▶ [What the exercise asks]: Which lines in the entries below contain the string "every"? Show each of them in full.

Stored items
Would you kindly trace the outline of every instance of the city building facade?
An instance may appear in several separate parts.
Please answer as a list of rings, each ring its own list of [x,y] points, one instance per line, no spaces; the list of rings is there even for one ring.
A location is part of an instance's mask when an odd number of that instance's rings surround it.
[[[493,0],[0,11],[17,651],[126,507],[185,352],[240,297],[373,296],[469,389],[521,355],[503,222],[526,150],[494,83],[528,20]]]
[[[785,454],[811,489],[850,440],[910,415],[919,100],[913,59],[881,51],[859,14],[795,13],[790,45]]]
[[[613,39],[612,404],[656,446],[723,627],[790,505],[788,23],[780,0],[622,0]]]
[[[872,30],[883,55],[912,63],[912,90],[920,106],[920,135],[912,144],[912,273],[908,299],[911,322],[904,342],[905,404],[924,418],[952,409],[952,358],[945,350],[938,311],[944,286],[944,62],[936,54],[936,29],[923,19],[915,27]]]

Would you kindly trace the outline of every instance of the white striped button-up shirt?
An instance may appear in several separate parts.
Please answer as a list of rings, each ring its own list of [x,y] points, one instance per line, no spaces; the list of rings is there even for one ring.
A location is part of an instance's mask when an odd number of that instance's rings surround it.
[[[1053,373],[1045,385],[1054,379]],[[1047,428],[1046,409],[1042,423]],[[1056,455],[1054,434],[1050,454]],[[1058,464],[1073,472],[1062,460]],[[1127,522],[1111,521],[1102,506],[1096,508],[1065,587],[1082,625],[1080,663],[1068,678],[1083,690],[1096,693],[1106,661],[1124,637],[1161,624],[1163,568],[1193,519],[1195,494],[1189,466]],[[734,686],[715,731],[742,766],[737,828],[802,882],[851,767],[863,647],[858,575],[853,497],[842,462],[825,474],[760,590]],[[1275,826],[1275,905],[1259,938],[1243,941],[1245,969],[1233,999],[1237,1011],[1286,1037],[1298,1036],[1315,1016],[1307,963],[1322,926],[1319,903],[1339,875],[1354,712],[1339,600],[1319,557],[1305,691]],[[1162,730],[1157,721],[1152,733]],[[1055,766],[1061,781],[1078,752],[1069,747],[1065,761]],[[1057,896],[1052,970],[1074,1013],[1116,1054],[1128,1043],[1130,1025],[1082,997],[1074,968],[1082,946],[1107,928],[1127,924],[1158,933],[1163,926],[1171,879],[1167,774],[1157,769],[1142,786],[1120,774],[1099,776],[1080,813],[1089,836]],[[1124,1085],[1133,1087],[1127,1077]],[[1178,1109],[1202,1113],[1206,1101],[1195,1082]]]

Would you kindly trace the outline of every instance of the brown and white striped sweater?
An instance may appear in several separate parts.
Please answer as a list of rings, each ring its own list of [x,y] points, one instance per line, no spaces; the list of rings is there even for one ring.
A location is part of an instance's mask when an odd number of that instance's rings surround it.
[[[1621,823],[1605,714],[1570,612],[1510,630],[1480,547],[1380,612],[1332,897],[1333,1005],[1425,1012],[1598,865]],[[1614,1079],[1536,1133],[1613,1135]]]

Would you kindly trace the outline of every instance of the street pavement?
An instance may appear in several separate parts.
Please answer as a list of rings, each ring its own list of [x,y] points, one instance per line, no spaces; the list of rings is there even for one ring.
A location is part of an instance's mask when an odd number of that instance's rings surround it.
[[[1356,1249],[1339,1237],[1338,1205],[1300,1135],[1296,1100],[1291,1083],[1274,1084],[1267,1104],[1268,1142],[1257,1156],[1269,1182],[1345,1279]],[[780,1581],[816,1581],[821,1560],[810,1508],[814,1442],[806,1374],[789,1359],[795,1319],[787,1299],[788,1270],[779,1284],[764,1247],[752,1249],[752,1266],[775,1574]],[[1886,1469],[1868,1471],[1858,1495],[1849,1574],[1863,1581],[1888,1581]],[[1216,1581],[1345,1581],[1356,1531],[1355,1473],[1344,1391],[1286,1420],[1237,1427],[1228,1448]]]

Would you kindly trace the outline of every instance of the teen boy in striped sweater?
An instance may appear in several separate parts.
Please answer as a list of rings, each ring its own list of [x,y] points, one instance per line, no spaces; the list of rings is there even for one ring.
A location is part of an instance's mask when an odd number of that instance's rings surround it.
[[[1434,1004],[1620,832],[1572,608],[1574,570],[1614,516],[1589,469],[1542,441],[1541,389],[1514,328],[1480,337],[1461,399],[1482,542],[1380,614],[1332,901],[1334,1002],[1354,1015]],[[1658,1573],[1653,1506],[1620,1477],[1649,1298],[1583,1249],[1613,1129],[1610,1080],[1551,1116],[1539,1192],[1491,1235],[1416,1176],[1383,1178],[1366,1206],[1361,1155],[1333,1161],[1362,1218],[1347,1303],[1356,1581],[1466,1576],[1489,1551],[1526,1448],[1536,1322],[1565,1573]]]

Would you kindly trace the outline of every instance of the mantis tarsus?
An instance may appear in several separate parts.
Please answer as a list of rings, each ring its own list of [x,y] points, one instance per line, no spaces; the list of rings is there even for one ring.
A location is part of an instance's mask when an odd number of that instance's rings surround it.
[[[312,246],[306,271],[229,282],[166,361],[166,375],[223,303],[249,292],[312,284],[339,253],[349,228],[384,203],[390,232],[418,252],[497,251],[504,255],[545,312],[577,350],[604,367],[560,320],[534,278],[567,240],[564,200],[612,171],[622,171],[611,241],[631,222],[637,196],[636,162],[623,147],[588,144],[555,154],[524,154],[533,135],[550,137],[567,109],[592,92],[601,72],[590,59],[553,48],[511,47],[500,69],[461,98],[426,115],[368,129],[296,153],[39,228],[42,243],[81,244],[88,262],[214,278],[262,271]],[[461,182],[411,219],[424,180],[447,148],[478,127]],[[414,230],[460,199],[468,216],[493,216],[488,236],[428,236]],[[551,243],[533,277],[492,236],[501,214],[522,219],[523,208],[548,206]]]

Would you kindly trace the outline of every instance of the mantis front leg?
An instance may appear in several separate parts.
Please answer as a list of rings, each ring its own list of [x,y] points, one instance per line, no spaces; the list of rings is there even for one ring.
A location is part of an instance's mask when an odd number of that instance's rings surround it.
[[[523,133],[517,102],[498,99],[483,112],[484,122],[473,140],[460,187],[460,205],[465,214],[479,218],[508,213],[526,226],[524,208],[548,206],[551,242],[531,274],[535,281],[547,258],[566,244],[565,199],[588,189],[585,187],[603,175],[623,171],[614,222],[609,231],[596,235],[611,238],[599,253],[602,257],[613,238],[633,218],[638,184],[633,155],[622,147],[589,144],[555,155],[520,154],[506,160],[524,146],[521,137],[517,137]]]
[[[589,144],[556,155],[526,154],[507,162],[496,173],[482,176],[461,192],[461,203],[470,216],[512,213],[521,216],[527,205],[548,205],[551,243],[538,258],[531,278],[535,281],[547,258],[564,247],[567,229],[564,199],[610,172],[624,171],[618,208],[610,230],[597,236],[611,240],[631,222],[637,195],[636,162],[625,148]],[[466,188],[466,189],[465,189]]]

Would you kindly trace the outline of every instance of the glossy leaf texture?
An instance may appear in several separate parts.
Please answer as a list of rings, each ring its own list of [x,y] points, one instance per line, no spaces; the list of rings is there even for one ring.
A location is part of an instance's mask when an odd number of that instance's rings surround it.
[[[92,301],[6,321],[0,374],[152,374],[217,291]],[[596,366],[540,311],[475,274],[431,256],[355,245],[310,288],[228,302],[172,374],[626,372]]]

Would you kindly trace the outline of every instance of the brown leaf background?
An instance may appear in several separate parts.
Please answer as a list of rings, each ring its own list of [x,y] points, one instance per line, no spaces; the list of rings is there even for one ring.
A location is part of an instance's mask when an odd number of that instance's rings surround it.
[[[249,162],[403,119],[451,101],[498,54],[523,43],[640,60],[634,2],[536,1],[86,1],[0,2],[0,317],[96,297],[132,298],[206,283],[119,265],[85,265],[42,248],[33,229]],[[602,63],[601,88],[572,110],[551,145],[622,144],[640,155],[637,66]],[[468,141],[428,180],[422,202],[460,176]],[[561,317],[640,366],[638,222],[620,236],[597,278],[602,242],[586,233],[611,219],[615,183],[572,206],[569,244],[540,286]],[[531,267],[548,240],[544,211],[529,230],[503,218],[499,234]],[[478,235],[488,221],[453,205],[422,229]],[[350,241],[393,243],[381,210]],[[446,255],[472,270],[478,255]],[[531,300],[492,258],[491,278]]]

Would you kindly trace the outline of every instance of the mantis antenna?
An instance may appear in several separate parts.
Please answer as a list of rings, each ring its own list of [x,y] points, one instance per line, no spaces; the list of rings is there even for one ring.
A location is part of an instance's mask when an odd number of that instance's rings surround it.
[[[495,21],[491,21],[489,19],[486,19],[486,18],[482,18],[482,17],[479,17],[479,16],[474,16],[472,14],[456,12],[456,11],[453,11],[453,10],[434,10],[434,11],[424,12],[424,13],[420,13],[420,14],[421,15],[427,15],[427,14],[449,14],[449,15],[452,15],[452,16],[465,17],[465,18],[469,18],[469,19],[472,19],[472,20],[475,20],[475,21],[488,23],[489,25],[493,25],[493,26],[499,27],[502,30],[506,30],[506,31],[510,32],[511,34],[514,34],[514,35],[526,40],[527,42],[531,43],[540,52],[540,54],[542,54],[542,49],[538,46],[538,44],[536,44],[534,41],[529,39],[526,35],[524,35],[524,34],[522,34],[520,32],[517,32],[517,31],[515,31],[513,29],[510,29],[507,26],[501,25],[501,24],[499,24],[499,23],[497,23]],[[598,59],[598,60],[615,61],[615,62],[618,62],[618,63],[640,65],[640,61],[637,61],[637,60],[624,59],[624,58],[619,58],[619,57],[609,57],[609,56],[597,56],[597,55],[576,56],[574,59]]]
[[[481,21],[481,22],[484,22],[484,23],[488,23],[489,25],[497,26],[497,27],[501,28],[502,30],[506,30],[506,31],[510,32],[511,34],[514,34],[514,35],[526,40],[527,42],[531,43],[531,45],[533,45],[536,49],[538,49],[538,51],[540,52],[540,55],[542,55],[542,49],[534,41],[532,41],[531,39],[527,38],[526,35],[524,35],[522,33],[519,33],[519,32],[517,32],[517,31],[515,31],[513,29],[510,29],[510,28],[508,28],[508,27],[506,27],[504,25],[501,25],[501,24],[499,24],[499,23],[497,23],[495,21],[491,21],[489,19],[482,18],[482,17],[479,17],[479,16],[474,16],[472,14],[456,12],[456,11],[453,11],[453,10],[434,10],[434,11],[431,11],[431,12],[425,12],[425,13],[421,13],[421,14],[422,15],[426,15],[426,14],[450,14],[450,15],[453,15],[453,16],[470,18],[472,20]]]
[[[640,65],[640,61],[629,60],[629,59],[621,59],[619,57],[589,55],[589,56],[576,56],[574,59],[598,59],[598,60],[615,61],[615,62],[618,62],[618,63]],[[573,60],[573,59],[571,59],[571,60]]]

▶ [Response to the task]:
Would you kindly trace the outline of every instance of the city building facade?
Would you kindly trace the outline of every instance of the white striped button-up shirt?
Would you kindly trace the outline of every instance of the brown and white striped sweater?
Would you kindly trace the outline of every instance of the street pavement?
Would you kindly trace the outline of every instance of the teen boy in striped sweater?
Would you kindly trace the outline of every instance of the mantis tarsus?
Would you kindly trace the outline of every instance of the mantis front leg?
Would you kindly trace the outline of every instance of the glossy leaf texture?
Would you kindly trace the outline of every instance of the brown leaf background?
Would you kindly trace the outline of every instance of the mantis antenna?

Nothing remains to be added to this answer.